▼
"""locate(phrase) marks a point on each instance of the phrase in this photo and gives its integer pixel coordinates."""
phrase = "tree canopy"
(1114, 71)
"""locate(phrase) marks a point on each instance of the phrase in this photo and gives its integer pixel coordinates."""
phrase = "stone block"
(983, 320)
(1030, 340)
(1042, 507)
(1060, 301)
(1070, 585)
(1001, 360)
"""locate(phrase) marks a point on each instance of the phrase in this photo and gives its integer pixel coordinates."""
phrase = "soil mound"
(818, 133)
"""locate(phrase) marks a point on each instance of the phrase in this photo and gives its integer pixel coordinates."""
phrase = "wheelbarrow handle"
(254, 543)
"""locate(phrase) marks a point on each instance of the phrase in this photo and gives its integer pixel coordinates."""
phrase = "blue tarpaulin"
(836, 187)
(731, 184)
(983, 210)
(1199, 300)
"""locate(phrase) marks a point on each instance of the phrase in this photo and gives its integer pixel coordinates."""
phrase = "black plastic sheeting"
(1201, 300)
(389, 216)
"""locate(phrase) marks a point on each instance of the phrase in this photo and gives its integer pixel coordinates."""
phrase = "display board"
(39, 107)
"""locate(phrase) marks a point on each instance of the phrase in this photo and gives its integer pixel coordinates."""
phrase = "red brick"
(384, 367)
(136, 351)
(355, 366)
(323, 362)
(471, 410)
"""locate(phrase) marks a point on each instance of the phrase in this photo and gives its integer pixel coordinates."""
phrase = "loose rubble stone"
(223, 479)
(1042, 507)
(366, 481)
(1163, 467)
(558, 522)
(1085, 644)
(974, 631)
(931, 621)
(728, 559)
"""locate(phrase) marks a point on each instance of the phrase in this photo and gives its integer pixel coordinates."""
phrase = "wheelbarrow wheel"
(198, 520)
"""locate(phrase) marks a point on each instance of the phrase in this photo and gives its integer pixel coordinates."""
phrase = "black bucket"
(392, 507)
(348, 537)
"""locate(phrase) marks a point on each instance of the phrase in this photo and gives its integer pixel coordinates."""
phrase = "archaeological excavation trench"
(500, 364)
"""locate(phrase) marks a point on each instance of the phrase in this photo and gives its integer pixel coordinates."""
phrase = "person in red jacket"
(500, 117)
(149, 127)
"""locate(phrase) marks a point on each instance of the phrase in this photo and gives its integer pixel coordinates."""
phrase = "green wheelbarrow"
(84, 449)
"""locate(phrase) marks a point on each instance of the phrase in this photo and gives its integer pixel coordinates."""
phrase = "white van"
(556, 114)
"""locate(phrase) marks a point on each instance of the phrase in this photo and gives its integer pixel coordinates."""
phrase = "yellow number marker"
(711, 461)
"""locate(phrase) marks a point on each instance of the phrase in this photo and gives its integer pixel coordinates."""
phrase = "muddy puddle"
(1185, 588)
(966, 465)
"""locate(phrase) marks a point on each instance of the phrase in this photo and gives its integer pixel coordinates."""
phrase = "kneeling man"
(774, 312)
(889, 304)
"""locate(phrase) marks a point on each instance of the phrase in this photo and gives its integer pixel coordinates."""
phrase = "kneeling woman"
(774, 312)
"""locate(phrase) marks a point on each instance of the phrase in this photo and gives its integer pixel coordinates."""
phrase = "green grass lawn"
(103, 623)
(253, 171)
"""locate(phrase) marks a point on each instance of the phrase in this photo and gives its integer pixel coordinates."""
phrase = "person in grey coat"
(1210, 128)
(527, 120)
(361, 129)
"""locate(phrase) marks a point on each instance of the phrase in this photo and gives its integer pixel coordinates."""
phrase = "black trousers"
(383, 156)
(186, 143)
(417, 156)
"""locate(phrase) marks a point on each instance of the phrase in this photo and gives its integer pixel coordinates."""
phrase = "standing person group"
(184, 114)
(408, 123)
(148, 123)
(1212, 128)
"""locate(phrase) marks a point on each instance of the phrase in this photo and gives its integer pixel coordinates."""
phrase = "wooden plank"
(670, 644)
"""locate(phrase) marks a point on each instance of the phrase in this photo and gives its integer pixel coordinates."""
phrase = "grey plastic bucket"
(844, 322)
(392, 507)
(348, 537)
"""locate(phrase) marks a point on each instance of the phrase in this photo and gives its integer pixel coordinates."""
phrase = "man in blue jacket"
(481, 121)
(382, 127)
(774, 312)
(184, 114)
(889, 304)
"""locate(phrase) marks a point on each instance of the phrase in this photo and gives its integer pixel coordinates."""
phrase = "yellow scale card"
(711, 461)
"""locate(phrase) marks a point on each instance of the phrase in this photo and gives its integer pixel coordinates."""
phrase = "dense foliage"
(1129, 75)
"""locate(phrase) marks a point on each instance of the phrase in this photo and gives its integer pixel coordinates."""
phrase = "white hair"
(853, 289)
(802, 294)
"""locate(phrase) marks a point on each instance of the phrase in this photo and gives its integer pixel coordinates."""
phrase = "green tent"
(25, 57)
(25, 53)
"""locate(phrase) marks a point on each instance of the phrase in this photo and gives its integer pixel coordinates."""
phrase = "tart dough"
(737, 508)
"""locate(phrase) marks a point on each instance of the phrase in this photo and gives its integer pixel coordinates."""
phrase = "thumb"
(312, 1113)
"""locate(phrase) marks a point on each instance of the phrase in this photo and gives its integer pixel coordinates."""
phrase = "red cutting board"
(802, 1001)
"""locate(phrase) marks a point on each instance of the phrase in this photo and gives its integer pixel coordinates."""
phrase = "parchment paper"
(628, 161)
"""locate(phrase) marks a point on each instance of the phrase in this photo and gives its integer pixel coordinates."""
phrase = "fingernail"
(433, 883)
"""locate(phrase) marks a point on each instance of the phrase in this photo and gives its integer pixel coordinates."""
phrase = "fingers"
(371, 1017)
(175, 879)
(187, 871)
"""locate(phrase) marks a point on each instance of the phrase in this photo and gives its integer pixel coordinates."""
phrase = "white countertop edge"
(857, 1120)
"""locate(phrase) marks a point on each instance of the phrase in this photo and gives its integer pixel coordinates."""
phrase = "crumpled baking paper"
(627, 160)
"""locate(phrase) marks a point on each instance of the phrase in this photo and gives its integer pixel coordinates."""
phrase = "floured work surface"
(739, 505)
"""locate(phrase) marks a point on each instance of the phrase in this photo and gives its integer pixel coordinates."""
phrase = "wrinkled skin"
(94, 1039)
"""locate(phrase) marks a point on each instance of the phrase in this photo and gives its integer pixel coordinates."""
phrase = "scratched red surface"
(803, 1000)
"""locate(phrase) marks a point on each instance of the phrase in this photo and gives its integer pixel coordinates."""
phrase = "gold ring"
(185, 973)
▲
Job » Which lines of the listing above contain the word "white"? Find each one and copy it out in full, counting only matches with the same capitalization.

The output »
phrase = "white van"
phrase = "white hair"
phrase = "white countertop edge"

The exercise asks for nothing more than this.